PROBLEM STATEMENT:
Copy the listing below, replacing each occurrence of "support cable" with "guy wire" and keeping everything else unchanged. Leave the pictures out of your copy.

ENTRIES SUPPLIED:
--- START ---

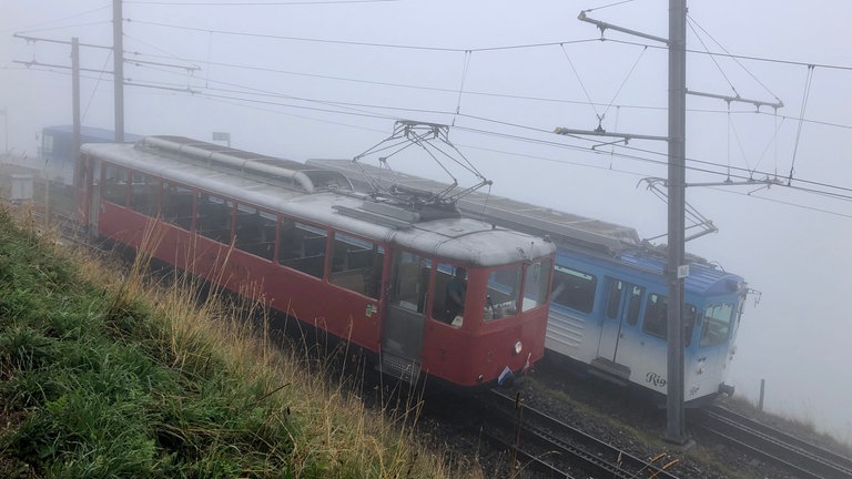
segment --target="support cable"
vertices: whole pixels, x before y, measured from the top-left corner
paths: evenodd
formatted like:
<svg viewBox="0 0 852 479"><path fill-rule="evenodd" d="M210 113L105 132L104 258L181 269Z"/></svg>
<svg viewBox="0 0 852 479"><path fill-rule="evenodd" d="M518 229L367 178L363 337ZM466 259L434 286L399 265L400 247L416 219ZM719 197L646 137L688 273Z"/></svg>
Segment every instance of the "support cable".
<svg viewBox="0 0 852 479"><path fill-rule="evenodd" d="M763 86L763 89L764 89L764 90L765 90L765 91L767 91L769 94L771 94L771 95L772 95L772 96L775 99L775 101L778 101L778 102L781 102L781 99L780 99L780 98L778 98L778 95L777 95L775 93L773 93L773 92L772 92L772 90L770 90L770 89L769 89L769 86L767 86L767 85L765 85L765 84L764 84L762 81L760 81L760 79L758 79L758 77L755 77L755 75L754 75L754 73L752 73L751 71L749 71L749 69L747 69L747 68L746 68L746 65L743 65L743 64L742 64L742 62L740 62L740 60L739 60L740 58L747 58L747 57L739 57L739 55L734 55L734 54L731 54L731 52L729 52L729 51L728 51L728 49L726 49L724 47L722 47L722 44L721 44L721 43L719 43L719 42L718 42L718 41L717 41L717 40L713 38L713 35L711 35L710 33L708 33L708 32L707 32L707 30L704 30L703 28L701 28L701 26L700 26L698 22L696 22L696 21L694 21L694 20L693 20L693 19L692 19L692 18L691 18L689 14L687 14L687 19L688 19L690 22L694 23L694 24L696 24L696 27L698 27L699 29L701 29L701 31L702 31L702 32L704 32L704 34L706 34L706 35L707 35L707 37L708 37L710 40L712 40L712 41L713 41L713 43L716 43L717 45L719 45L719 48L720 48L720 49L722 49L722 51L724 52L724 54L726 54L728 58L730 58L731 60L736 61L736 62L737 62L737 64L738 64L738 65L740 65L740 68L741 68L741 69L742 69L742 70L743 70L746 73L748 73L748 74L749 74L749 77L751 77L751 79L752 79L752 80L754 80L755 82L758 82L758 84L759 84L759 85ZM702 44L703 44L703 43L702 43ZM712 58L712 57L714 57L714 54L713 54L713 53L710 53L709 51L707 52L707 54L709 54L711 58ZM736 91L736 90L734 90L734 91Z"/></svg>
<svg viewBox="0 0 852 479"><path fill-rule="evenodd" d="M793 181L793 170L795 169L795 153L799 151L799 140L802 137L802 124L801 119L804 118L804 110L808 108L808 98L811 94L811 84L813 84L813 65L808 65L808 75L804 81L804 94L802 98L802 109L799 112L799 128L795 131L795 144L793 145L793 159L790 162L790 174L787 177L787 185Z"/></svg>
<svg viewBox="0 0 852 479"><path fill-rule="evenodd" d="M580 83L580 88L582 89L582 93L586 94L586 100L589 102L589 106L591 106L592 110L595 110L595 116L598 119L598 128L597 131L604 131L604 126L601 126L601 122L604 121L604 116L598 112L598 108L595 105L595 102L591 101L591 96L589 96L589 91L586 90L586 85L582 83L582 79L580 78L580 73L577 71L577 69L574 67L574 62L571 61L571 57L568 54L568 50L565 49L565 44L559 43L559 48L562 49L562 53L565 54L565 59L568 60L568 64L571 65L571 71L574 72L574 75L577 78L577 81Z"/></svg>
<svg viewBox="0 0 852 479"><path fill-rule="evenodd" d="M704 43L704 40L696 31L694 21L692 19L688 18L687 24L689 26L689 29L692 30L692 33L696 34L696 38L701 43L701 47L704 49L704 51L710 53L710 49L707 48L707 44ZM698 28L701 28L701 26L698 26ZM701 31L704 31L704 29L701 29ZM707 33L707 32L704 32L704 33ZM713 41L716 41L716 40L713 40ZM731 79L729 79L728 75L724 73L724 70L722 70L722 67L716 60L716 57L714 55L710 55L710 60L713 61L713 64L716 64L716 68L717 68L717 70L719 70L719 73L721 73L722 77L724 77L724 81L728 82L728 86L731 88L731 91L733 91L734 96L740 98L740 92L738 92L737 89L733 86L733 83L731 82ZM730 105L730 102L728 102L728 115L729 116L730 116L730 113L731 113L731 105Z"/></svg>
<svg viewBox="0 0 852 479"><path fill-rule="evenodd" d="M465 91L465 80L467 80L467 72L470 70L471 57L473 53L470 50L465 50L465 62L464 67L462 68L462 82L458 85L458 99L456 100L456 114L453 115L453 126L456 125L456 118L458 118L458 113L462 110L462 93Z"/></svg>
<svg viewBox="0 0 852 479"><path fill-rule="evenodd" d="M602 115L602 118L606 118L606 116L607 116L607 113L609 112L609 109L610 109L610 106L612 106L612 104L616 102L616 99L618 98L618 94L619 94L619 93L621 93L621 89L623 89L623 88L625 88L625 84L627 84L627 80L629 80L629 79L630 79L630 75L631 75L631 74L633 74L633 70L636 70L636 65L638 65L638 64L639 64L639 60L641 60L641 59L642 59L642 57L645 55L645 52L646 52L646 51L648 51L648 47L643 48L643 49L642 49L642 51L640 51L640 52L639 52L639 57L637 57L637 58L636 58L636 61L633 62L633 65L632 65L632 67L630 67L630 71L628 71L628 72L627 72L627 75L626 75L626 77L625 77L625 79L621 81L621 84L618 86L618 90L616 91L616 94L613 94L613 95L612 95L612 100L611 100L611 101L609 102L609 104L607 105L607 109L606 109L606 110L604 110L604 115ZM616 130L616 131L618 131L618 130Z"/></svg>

--- END ---

TASK RESULT:
segment --target="guy wire"
vertices: whole pixels, x before y, measured from the top-left corner
paths: evenodd
formatted like:
<svg viewBox="0 0 852 479"><path fill-rule="evenodd" d="M210 113L105 132L104 258L181 269Z"/></svg>
<svg viewBox="0 0 852 479"><path fill-rule="evenodd" d="M518 229L367 178L363 337ZM466 259L434 286L399 265L400 247L416 219ZM719 197L646 137L688 273Z"/></svg>
Segment every instance of the "guy wire".
<svg viewBox="0 0 852 479"><path fill-rule="evenodd" d="M763 86L763 89L764 89L764 90L765 90L765 91L767 91L769 94L771 94L771 95L772 95L772 96L775 99L775 101L778 101L778 102L781 102L781 99L780 99L780 98L778 98L778 95L777 95L775 93L773 93L773 92L772 92L772 90L770 90L770 89L769 89L769 86L767 86L767 85L765 85L765 84L764 84L762 81L760 81L760 79L758 79L758 77L755 77L755 75L754 75L754 73L752 73L751 71L749 71L749 69L747 69L747 68L746 68L746 65L743 65L743 64L742 64L742 62L740 62L740 60L739 60L740 58L747 58L747 57L739 57L739 55L734 55L734 54L731 54L731 52L729 52L729 51L728 51L728 49L726 49L724 47L722 47L722 44L721 44L721 43L719 43L719 42L718 42L718 41L717 41L717 40L713 38L713 35L711 35L710 33L708 33L708 32L707 32L707 30L704 30L703 28L701 28L701 26L700 26L698 22L696 22L696 21L694 21L694 20L693 20L693 19L692 19L692 18L691 18L689 14L687 14L687 19L688 19L690 22L694 23L694 24L696 24L696 27L698 27L699 29L701 29L701 31L702 31L702 32L704 32L704 34L706 34L706 35L707 35L707 37L708 37L710 40L712 40L712 41L713 41L713 43L716 43L717 45L719 45L719 48L720 48L720 49L722 49L722 51L724 52L724 54L726 54L728 58L730 58L731 60L736 61L736 62L737 62L737 64L738 64L738 65L740 65L740 68L741 68L741 69L742 69L742 70L743 70L746 73L748 73L748 74L749 74L749 77L751 77L751 79L752 79L752 80L754 80L755 82L758 82L758 84L759 84L759 85ZM702 44L703 44L703 43L702 43ZM712 58L712 57L714 57L714 54L713 54L713 53L710 53L709 51L707 52L707 54L709 54L711 58ZM736 91L736 90L734 90L734 91Z"/></svg>
<svg viewBox="0 0 852 479"><path fill-rule="evenodd" d="M793 181L793 170L795 169L795 153L799 151L799 140L802 137L802 124L801 119L804 118L804 110L808 108L808 98L811 94L811 84L813 84L813 65L808 65L808 75L804 81L804 94L802 98L802 109L799 112L799 128L795 131L795 144L793 145L793 159L790 162L790 174L787 177L787 185Z"/></svg>
<svg viewBox="0 0 852 479"><path fill-rule="evenodd" d="M580 83L580 88L582 89L582 93L586 94L586 100L589 102L589 106L591 106L592 110L595 110L595 116L598 119L598 128L597 131L604 131L604 126L601 126L601 122L604 121L604 116L598 112L598 108L595 105L595 102L591 101L591 96L589 96L589 91L586 90L586 85L582 83L582 79L580 78L580 73L577 71L577 69L574 67L574 62L571 61L571 57L568 54L568 50L565 49L565 44L559 43L559 48L562 49L562 53L565 54L565 59L568 60L568 64L571 65L571 71L574 72L574 75L577 78L577 81Z"/></svg>
<svg viewBox="0 0 852 479"><path fill-rule="evenodd" d="M704 43L704 40L696 31L694 21L692 19L688 18L687 24L689 26L689 29L692 30L692 33L696 34L696 38L701 43L701 47L704 49L704 51L710 53L710 49L707 48L707 44ZM698 28L701 28L701 26L698 26ZM701 31L704 31L704 29L701 29ZM707 33L707 32L704 32L704 33ZM713 41L716 41L716 40L713 40ZM731 79L729 79L728 75L724 73L724 70L722 70L722 67L716 60L716 57L714 55L710 55L710 60L713 61L713 64L716 64L716 68L717 68L717 70L719 70L719 73L721 73L722 77L724 77L724 81L728 82L728 86L731 88L731 91L733 91L734 96L740 98L740 92L738 92L737 89L733 86L733 83L731 82ZM730 105L730 102L728 102L728 115L729 116L730 116L730 113L731 113L731 105Z"/></svg>
<svg viewBox="0 0 852 479"><path fill-rule="evenodd" d="M465 91L465 80L467 80L467 72L470 70L471 57L473 53L470 50L465 50L465 62L464 67L462 68L462 82L458 85L458 99L456 100L456 114L453 115L453 126L456 125L456 118L458 118L458 113L462 110L462 93Z"/></svg>
<svg viewBox="0 0 852 479"><path fill-rule="evenodd" d="M602 115L602 118L606 118L606 116L607 116L607 113L609 112L609 109L610 109L610 106L612 106L612 104L616 102L616 99L618 98L618 94L619 94L619 93L621 93L621 89L623 89L623 88L625 88L625 84L627 84L627 80L629 80L629 79L630 79L630 75L631 75L631 74L633 74L633 70L636 70L636 65L638 65L638 64L639 64L639 60L641 60L641 59L642 59L642 57L645 55L645 52L646 52L646 51L648 51L648 47L643 48L643 49L642 49L642 51L640 51L640 52L639 52L639 57L637 57L637 58L636 58L636 61L633 62L633 65L632 65L632 67L630 67L630 71L628 71L628 72L627 72L627 75L626 75L626 77L625 77L625 79L621 81L621 84L618 86L618 90L616 91L616 94L613 94L613 95L612 95L612 100L611 100L611 101L609 102L609 104L607 105L607 109L606 109L606 110L604 110L604 115ZM616 130L616 131L618 131L618 130Z"/></svg>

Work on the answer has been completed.